● **Task objective**: Retype, word for word, the stretch of the blood cancer subtyping text from "However, understanding how" through "decline without treatment.".

Text excerpt Start Marker

However, understanding how a certain data can help answer a specific question is an intriguing problem. Because most human diseases are complicated and heterogeneous, using data to accurately subtype a disease can open up a plethora of treatment options in a clinical setting. For example, performing a therapy with strong side effects could be justified if data could be used to predict the likelihood of a patient’s rapid decline without treatment.
Today, IBM Research and the Munich Leukemia Laboratory are publishing new research in PLOS Computational Biology that aims to subtype different hematological (blood) cancers based on omic data – or information surrounding the roles, relationships and actions of various types of molecules that make up the cells of an organism. In this case, we looked specifically at elements of the human genome, including DNA and dark matter DNA. We currently do not know anything at all about 50 percent of the human genome (very conservatively speaking) called the “dark matter” – similar to our very limited understanding of the dark matter of our universe.1
Since the tumor cells of origin for one type of cancer is the same, it makes the problem of molecular subtyping harder. We took our analysis further by asking the question whether DNA alone (not RNA or proteins) gave adequate information to subtype these closely related cancers. Our resulting discoveries resulted in two breakthroughs in this space:
The off-the-shelf AI algorithms that we used for this problem were inadequate, underscoring the importance of domain-specific nuances in the statistical learning process. We designed a stochastic regularization AI model, specifically for DNA data, to address the confounding heterogeneity that exists in these datasets. In fact, this works well even for other phenotypes, including treatment responses (suggesting a molecular basis for those phenotypes).

Text excerpt End Marker
Recorded information Start Marker

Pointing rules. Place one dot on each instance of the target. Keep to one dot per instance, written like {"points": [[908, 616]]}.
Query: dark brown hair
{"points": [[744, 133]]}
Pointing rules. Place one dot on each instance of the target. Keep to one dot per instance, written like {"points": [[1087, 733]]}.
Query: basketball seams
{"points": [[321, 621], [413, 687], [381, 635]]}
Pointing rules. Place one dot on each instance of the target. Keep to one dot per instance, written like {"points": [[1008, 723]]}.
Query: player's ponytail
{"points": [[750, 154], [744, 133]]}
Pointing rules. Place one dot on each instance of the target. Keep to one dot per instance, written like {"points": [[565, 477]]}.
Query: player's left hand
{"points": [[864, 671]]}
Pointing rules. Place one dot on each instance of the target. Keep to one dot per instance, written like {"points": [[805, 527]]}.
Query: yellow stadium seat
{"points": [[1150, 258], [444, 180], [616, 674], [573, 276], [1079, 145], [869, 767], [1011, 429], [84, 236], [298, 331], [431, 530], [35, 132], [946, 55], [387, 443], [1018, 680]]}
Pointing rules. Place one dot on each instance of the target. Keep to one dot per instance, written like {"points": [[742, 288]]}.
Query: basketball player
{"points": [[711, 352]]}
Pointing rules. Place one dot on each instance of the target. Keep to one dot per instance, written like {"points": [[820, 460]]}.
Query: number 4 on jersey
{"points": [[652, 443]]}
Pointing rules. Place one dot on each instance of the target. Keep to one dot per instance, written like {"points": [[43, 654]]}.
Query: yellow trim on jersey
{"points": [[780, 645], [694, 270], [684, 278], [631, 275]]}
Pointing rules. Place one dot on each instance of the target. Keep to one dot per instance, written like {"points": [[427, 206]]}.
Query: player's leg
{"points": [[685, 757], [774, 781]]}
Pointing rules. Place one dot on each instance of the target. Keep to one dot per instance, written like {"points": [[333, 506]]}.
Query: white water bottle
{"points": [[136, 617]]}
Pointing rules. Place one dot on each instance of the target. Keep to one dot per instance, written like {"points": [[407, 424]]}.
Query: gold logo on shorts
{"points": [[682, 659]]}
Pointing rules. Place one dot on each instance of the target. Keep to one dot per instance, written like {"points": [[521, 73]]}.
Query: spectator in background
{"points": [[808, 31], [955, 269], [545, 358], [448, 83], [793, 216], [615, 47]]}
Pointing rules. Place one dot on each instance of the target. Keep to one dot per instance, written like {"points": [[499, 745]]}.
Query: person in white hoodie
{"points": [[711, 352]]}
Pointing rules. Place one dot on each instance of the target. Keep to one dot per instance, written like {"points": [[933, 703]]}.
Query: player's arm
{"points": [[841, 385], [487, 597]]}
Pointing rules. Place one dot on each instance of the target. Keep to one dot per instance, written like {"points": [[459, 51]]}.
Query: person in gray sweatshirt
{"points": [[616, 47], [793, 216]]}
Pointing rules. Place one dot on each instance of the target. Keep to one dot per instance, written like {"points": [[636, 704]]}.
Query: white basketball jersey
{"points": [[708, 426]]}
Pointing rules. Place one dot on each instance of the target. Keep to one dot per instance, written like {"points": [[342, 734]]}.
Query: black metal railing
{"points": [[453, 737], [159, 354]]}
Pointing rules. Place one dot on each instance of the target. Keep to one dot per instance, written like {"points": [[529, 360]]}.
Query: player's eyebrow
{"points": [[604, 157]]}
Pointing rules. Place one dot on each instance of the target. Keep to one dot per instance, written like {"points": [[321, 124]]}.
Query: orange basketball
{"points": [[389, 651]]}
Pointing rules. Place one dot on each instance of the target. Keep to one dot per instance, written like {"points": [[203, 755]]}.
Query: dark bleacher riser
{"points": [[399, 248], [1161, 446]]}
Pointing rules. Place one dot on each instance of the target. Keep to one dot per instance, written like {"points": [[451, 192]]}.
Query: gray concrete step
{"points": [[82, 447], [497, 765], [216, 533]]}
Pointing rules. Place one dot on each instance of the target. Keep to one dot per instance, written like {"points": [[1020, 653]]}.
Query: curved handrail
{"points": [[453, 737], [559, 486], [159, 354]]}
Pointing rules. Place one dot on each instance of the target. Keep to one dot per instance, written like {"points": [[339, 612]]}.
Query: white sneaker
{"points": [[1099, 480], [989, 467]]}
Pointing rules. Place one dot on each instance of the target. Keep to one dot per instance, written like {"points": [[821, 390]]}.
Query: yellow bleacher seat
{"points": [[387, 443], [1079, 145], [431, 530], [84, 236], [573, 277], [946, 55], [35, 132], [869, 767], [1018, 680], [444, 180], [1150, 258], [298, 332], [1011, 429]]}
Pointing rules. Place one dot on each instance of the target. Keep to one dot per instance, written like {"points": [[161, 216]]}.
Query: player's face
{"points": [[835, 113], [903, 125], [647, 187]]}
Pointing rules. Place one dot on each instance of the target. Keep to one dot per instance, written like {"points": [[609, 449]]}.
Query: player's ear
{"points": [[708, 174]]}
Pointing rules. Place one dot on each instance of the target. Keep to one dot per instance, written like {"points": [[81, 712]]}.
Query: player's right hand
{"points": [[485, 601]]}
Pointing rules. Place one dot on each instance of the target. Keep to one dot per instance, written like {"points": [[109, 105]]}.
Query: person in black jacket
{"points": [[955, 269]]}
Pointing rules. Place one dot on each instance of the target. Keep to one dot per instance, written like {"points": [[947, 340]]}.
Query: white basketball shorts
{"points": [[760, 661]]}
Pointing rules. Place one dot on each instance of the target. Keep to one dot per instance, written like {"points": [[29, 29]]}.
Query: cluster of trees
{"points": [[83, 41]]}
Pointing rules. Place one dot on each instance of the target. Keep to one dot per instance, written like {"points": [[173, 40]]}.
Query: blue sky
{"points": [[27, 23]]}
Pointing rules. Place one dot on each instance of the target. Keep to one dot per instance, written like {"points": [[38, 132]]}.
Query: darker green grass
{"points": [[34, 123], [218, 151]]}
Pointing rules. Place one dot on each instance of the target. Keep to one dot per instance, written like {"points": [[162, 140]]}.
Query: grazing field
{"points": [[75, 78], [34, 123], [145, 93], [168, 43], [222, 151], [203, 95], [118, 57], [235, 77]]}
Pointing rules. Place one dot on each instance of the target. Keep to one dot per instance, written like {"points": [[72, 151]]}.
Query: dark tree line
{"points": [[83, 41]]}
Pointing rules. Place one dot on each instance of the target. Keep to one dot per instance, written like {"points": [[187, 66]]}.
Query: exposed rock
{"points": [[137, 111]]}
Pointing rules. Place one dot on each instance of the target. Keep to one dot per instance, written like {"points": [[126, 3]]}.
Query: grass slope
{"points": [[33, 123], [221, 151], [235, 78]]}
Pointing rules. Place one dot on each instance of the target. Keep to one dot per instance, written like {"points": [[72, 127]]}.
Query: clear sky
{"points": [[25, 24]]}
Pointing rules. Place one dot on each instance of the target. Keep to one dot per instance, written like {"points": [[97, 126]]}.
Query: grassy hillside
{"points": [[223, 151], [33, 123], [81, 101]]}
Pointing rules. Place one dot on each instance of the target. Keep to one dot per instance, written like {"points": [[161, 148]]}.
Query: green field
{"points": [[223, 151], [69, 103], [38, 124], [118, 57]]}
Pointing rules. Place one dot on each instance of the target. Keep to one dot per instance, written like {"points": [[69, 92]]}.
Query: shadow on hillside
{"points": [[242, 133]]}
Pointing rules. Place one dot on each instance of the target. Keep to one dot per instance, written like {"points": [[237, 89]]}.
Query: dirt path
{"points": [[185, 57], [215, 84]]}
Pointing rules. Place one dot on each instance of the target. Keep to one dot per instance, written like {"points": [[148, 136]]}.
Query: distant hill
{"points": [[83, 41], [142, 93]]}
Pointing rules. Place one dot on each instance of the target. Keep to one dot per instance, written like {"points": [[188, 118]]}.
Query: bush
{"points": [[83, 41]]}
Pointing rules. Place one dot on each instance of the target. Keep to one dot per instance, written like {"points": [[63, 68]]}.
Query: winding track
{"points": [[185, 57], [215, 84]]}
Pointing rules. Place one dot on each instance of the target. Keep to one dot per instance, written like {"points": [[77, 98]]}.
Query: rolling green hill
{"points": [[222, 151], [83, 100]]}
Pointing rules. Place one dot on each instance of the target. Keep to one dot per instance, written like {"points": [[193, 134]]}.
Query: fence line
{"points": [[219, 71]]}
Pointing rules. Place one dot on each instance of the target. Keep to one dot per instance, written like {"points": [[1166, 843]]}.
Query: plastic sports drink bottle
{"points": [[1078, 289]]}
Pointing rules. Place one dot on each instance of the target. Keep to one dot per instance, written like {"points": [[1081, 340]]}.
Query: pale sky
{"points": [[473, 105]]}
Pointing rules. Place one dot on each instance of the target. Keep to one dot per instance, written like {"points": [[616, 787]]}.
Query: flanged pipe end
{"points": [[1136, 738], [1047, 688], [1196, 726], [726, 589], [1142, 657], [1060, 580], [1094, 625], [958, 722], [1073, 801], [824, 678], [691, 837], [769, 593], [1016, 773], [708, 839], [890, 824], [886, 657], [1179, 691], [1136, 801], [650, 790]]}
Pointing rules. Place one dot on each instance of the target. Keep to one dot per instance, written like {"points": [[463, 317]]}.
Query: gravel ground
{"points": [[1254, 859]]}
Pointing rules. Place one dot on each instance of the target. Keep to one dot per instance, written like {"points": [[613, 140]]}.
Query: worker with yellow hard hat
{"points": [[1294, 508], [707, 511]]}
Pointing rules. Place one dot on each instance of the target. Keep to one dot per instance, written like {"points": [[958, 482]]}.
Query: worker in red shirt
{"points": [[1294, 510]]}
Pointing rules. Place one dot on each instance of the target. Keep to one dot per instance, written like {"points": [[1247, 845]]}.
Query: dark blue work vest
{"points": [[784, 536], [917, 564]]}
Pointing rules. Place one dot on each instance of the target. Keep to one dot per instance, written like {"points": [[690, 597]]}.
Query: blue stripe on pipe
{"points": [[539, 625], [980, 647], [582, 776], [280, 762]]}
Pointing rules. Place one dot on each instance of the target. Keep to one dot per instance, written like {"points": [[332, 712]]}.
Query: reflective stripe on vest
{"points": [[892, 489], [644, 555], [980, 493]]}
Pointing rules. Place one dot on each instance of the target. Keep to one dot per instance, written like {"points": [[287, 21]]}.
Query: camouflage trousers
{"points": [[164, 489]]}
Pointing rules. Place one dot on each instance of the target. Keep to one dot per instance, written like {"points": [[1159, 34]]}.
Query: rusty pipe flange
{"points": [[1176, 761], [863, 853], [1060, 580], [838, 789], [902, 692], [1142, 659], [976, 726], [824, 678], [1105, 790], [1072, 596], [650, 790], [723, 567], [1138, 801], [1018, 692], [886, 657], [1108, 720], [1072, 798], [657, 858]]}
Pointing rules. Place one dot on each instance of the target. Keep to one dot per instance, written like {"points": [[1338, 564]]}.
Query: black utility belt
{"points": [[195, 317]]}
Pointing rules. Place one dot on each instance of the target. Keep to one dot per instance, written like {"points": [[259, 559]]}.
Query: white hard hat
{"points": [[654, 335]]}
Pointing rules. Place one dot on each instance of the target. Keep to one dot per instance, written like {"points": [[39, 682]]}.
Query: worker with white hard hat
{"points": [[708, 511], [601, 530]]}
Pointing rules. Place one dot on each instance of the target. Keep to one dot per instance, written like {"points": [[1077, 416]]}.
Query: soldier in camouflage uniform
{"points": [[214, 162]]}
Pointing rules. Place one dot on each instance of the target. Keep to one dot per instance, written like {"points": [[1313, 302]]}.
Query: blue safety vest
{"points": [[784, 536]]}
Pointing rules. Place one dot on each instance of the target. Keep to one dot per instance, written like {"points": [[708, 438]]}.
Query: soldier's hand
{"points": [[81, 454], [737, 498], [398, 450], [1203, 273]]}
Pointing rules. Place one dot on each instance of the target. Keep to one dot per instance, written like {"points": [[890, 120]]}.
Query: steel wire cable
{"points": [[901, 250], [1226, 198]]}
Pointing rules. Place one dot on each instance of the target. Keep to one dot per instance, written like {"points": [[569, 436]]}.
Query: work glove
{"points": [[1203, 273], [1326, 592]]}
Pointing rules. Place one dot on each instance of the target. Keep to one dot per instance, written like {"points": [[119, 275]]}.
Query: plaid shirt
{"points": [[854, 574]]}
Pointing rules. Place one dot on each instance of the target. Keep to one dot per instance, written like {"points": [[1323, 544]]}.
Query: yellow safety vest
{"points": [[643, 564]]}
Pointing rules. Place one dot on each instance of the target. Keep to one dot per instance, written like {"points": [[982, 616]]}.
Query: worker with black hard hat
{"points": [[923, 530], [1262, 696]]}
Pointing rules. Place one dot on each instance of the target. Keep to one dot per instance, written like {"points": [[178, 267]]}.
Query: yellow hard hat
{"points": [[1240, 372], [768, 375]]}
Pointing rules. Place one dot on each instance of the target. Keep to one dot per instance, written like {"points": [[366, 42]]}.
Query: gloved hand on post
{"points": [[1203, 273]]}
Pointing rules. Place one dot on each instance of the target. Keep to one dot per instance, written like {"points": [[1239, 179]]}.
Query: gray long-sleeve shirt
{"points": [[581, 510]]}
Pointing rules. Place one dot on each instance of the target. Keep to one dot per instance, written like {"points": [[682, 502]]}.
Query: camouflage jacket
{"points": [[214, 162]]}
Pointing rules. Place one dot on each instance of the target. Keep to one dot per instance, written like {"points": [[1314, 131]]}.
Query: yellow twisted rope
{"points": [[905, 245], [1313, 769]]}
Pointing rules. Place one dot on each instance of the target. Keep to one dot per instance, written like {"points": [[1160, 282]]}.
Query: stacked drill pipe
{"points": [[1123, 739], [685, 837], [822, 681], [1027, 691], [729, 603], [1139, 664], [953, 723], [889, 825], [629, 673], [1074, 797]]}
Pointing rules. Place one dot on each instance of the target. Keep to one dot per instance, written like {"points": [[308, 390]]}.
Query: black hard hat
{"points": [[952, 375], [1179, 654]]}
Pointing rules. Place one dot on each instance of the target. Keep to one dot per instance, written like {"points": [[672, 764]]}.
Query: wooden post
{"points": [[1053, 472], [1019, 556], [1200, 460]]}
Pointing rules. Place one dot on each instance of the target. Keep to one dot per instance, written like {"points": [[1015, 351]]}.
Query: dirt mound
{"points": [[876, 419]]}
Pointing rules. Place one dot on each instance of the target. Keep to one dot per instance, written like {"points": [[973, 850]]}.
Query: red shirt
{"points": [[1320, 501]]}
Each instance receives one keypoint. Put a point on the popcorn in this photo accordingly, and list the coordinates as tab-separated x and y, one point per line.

Recorded information End Marker

● **Finished exercise**:
However, understanding how a certain data can help answer a specific question is an intriguing problem. Because most human diseases are complicated and heterogeneous, using data to accurately subtype a disease can open up a plethora of treatment options in a clinical setting. For example, performing a therapy with strong side effects could be justified if data could be used to predict the likelihood of a patient’s rapid decline without treatment.